Task inputs below:

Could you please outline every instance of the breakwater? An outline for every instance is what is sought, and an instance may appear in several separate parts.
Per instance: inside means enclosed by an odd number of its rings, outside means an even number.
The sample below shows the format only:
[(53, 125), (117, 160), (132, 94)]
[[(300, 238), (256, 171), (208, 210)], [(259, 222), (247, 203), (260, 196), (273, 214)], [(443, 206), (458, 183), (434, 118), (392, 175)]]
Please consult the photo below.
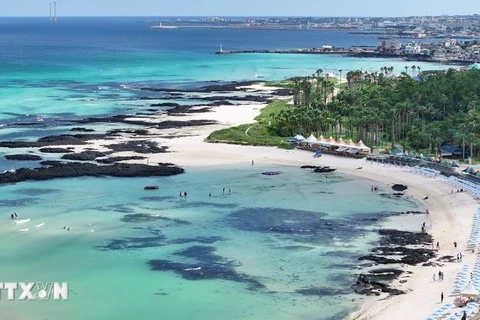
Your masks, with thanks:
[(379, 51), (373, 51), (371, 48), (334, 48), (329, 50), (318, 48), (299, 48), (299, 49), (274, 49), (274, 50), (220, 50), (215, 54), (228, 55), (228, 54), (246, 54), (246, 53), (268, 53), (268, 54), (330, 54), (330, 55), (343, 55), (346, 57), (355, 58), (382, 58), (382, 59), (402, 59), (405, 61), (420, 61), (420, 62), (433, 62), (443, 64), (456, 64), (460, 66), (466, 66), (476, 61), (473, 60), (459, 60), (459, 59), (434, 59), (426, 55), (406, 55), (406, 54), (386, 54)]

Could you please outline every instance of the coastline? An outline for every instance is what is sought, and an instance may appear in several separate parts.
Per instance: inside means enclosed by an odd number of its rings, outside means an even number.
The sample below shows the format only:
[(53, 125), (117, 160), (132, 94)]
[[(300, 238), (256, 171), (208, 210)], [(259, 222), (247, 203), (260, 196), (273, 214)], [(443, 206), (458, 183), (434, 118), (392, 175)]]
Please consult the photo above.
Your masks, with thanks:
[[(263, 106), (264, 107), (264, 106)], [(377, 183), (391, 185), (394, 183), (408, 185), (407, 195), (420, 200), (430, 211), (431, 226), (428, 232), (434, 241), (441, 243), (438, 256), (456, 255), (462, 251), (464, 262), (475, 261), (475, 254), (465, 251), (465, 246), (473, 225), (473, 216), (477, 203), (470, 194), (451, 193), (452, 187), (441, 178), (428, 178), (410, 173), (407, 169), (384, 167), (366, 163), (365, 160), (324, 155), (313, 158), (313, 154), (302, 150), (283, 150), (273, 147), (240, 146), (231, 144), (205, 143), (204, 139), (213, 131), (221, 128), (253, 122), (262, 106), (246, 107), (247, 112), (230, 113), (228, 107), (213, 109), (212, 119), (219, 122), (216, 126), (195, 128), (196, 135), (179, 136), (169, 139), (169, 147), (173, 153), (153, 155), (152, 161), (162, 160), (174, 162), (181, 167), (198, 167), (212, 165), (251, 165), (255, 163), (278, 164), (287, 166), (326, 165), (337, 168), (340, 172), (355, 177), (370, 179)], [(248, 118), (250, 115), (250, 118)], [(192, 115), (192, 117), (194, 117)], [(193, 129), (193, 128), (192, 128)], [(190, 131), (189, 134), (193, 134)], [(155, 159), (155, 160), (154, 160)], [(135, 162), (135, 161), (133, 161)], [(362, 167), (361, 170), (357, 170)], [(421, 200), (428, 195), (428, 200)], [(447, 232), (448, 230), (448, 232)], [(457, 250), (453, 242), (459, 243)], [(446, 302), (453, 302), (451, 292), (461, 263), (449, 263), (441, 267), (446, 274), (446, 280), (433, 283), (432, 274), (438, 272), (438, 267), (398, 266), (402, 270), (413, 272), (404, 284), (399, 279), (392, 283), (393, 288), (408, 291), (405, 295), (386, 298), (367, 297), (360, 310), (355, 311), (350, 319), (417, 319), (428, 317), (440, 306), (440, 292), (444, 292)], [(392, 306), (395, 305), (395, 308)], [(397, 306), (402, 307), (398, 312)]]
[[(246, 90), (268, 91), (261, 85), (251, 85)], [(428, 199), (421, 201), (430, 211), (431, 227), (428, 232), (439, 241), (439, 256), (455, 255), (462, 250), (464, 262), (475, 261), (475, 254), (465, 252), (465, 245), (473, 224), (473, 215), (476, 211), (476, 201), (467, 193), (451, 193), (451, 187), (442, 179), (428, 178), (414, 173), (407, 169), (397, 167), (384, 167), (377, 163), (367, 163), (365, 160), (355, 160), (330, 155), (321, 158), (314, 158), (313, 153), (303, 150), (284, 150), (273, 147), (253, 147), (231, 144), (206, 143), (205, 138), (215, 130), (228, 128), (245, 123), (254, 122), (254, 118), (260, 110), (266, 106), (260, 104), (242, 105), (220, 105), (211, 106), (209, 112), (189, 112), (181, 115), (154, 114), (148, 116), (130, 116), (127, 120), (136, 122), (142, 120), (151, 121), (195, 121), (212, 120), (214, 124), (200, 126), (185, 126), (172, 128), (149, 127), (147, 136), (119, 136), (113, 139), (98, 139), (88, 141), (84, 145), (60, 145), (62, 148), (73, 148), (75, 152), (82, 152), (87, 149), (105, 151), (105, 145), (113, 142), (149, 140), (159, 145), (168, 147), (170, 152), (138, 154), (133, 151), (118, 151), (110, 156), (134, 157), (143, 156), (138, 160), (122, 161), (130, 164), (150, 163), (174, 163), (182, 168), (202, 167), (215, 165), (242, 165), (251, 166), (255, 164), (278, 164), (287, 166), (331, 166), (340, 172), (355, 177), (370, 179), (377, 183), (391, 185), (400, 183), (408, 185), (407, 195), (415, 199)], [(200, 107), (197, 107), (200, 108)], [(200, 109), (198, 109), (200, 110)], [(362, 167), (361, 169), (358, 169)], [(448, 232), (447, 232), (448, 230)], [(453, 248), (453, 242), (457, 241), (460, 248), (457, 251)], [(426, 318), (439, 307), (439, 295), (443, 291), (447, 297), (446, 301), (453, 300), (450, 293), (453, 289), (453, 281), (461, 268), (461, 263), (450, 263), (441, 269), (446, 274), (444, 282), (432, 281), (432, 274), (438, 272), (437, 267), (408, 267), (398, 266), (402, 270), (412, 271), (413, 275), (402, 284), (394, 281), (393, 287), (409, 291), (406, 295), (391, 297), (385, 300), (385, 295), (367, 298), (359, 311), (351, 315), (351, 319), (405, 319), (410, 317), (417, 319), (420, 316)], [(395, 308), (391, 306), (395, 304)], [(402, 312), (398, 311), (398, 307)]]

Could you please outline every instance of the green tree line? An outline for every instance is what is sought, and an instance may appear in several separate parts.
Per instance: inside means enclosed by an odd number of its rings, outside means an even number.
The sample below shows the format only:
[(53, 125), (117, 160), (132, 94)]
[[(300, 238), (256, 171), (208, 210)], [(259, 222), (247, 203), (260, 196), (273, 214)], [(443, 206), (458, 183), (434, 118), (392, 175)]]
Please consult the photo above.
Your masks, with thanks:
[(384, 67), (350, 71), (346, 80), (340, 90), (322, 70), (292, 79), (293, 105), (276, 114), (269, 129), (278, 136), (333, 135), (432, 153), (443, 144), (478, 152), (480, 70), (421, 72), (412, 66), (394, 76)]

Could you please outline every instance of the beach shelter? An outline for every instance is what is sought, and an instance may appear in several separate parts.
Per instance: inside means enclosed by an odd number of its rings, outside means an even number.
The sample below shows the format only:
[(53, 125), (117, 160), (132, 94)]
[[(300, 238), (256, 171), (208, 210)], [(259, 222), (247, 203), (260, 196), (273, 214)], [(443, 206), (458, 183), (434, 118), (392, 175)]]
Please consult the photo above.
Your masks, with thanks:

End of Task inputs.

• [Your objective] Each record above goes into the copy word for word; the pictures do not.

• [Task answer]
Could you please outline every instance of the breakwater? An outline for every instance is what is sought, and an instance may appear in several separate parts.
Per instance: inside means enclosed by an odd number of its rings, outside means an even number.
The sample below shows the format only:
[(53, 125), (117, 160), (132, 94)]
[[(300, 238), (256, 171), (208, 210)], [(259, 222), (247, 203), (260, 196), (273, 214)], [(443, 206), (458, 183), (434, 118), (392, 175)]]
Please consult the photo below.
Your masks, with thanks:
[(379, 51), (373, 51), (371, 48), (334, 48), (329, 50), (318, 48), (299, 48), (299, 49), (274, 49), (274, 50), (220, 50), (215, 54), (228, 55), (228, 54), (246, 54), (246, 53), (268, 53), (268, 54), (330, 54), (330, 55), (343, 55), (346, 57), (355, 58), (382, 58), (382, 59), (402, 59), (405, 61), (420, 61), (420, 62), (433, 62), (443, 64), (456, 64), (460, 66), (466, 66), (476, 61), (473, 60), (459, 60), (459, 59), (434, 59), (426, 55), (406, 55), (406, 54), (386, 54)]

Could you please outline every instance of the coastline? An outline for every instance is what is sought, and an instance may appear in several separate parts.
Per instance: inside means enclosed by an odd number of its rings, outside means an even number.
The sample below shows the format only:
[(53, 125), (117, 160), (132, 94)]
[[(300, 238), (256, 171), (208, 210)], [(259, 222), (247, 203), (260, 196), (273, 214)], [(443, 206), (458, 183), (434, 118), (392, 175)]]
Please consult the photo above.
Your masks, with thanks:
[[(263, 106), (264, 107), (264, 106)], [(377, 183), (391, 185), (394, 183), (408, 185), (407, 195), (420, 200), (430, 211), (431, 226), (428, 232), (434, 241), (441, 243), (438, 256), (456, 255), (462, 251), (464, 262), (475, 261), (475, 254), (465, 251), (465, 246), (473, 225), (473, 216), (477, 203), (470, 194), (451, 193), (452, 187), (441, 178), (428, 178), (410, 173), (407, 169), (384, 167), (366, 163), (365, 160), (324, 155), (313, 158), (313, 154), (302, 150), (283, 150), (273, 147), (240, 146), (231, 144), (205, 143), (204, 139), (213, 131), (221, 128), (253, 122), (262, 106), (246, 107), (247, 112), (230, 113), (228, 107), (213, 109), (212, 119), (219, 122), (216, 126), (195, 128), (196, 135), (179, 136), (169, 139), (169, 147), (173, 153), (153, 155), (152, 161), (162, 160), (174, 162), (181, 167), (198, 167), (212, 165), (251, 165), (255, 163), (278, 164), (287, 166), (326, 165), (337, 168), (340, 172), (355, 177), (370, 179)], [(248, 118), (250, 115), (250, 118)], [(192, 115), (192, 117), (194, 117)], [(193, 129), (193, 128), (192, 128)], [(190, 131), (189, 134), (193, 134)], [(155, 159), (155, 160), (154, 160)], [(135, 162), (135, 161), (133, 161)], [(362, 167), (361, 170), (357, 170)], [(421, 200), (428, 195), (428, 200)], [(447, 232), (448, 230), (448, 232)], [(457, 250), (453, 242), (459, 243)], [(446, 302), (453, 302), (451, 292), (461, 263), (449, 263), (441, 267), (446, 274), (446, 280), (433, 283), (432, 274), (438, 272), (438, 267), (398, 266), (402, 270), (413, 272), (404, 284), (399, 279), (392, 283), (393, 288), (408, 291), (405, 295), (386, 298), (367, 297), (360, 310), (355, 311), (350, 319), (417, 319), (428, 317), (440, 306), (440, 292), (444, 292)], [(392, 306), (395, 305), (395, 308)], [(397, 306), (402, 307), (398, 312)]]
[[(246, 90), (268, 91), (261, 85), (251, 85)], [(428, 199), (421, 201), (430, 211), (431, 227), (428, 232), (439, 241), (439, 256), (455, 255), (462, 250), (464, 262), (475, 261), (475, 254), (465, 252), (465, 245), (473, 224), (473, 215), (476, 211), (476, 201), (467, 193), (451, 193), (451, 187), (442, 179), (428, 178), (414, 173), (407, 169), (397, 167), (384, 167), (377, 163), (367, 163), (365, 160), (355, 160), (330, 155), (321, 158), (314, 158), (313, 153), (303, 150), (284, 150), (273, 147), (253, 147), (231, 144), (206, 143), (205, 138), (215, 130), (228, 128), (245, 123), (254, 122), (254, 118), (260, 110), (266, 106), (260, 104), (242, 105), (220, 105), (211, 106), (209, 112), (189, 112), (181, 115), (154, 114), (148, 116), (130, 116), (127, 120), (136, 122), (142, 120), (151, 121), (195, 121), (212, 120), (214, 124), (200, 126), (185, 126), (172, 128), (149, 127), (147, 136), (119, 136), (113, 139), (98, 139), (88, 141), (84, 145), (60, 145), (62, 148), (73, 148), (75, 152), (82, 152), (87, 149), (105, 151), (105, 145), (113, 142), (149, 140), (159, 145), (168, 147), (170, 152), (138, 154), (133, 151), (118, 151), (110, 156), (134, 157), (143, 156), (138, 160), (122, 161), (130, 164), (150, 163), (174, 163), (182, 168), (202, 167), (215, 165), (242, 165), (251, 166), (255, 164), (278, 164), (287, 166), (331, 166), (340, 172), (355, 177), (370, 179), (377, 183), (391, 185), (400, 183), (408, 185), (407, 195), (415, 199)], [(200, 107), (197, 107), (200, 108)], [(200, 109), (198, 109), (200, 110)], [(362, 167), (361, 169), (358, 169)], [(448, 232), (447, 232), (448, 230)], [(453, 248), (453, 242), (457, 241), (460, 248), (457, 251)], [(426, 318), (439, 307), (439, 295), (443, 291), (447, 297), (446, 301), (453, 300), (450, 293), (453, 289), (453, 281), (461, 268), (461, 263), (450, 263), (441, 269), (446, 274), (444, 282), (432, 281), (432, 274), (438, 272), (437, 267), (408, 267), (398, 266), (402, 270), (412, 271), (413, 275), (402, 284), (394, 281), (393, 287), (409, 291), (406, 295), (391, 297), (385, 300), (385, 295), (367, 298), (359, 311), (351, 315), (351, 319), (405, 319), (410, 317), (417, 319), (420, 316)], [(395, 308), (391, 306), (395, 304)], [(402, 312), (398, 311), (398, 307)]]

Could you please outline every instance of the green tree line? An outline for every instance is what is sought, and an instance may appear in several separate parts.
Per instance: inside means enclosed by an odd number of its rings, outside means an even number.
The sample below shows the format only:
[(53, 125), (117, 160), (132, 94)]
[[(300, 238), (256, 171), (208, 210)], [(259, 222), (247, 203), (260, 196), (273, 214)], [(443, 206), (458, 183), (434, 118), (392, 175)]]
Please consult the photo above.
Your masks, with thanks:
[(384, 67), (350, 71), (346, 80), (340, 90), (322, 70), (292, 79), (293, 105), (276, 114), (269, 129), (278, 136), (333, 135), (432, 153), (443, 144), (478, 152), (480, 70), (421, 72), (412, 66), (394, 76)]

Could you please outline every instance of the beach shelter? An outline for every instance is what is sought, and an instance may appear in several separate parts.
Per instance: inside means enclosed by an odd number of its rings, outside means an even number.
The sample below shows the format only:
[(53, 125), (117, 160), (132, 94)]
[[(300, 238), (256, 171), (208, 210)], [(259, 222), (247, 203), (260, 196), (273, 214)], [(443, 206), (458, 183), (434, 118), (392, 175)]]
Please consult the photo above.
Your masks, with thanks:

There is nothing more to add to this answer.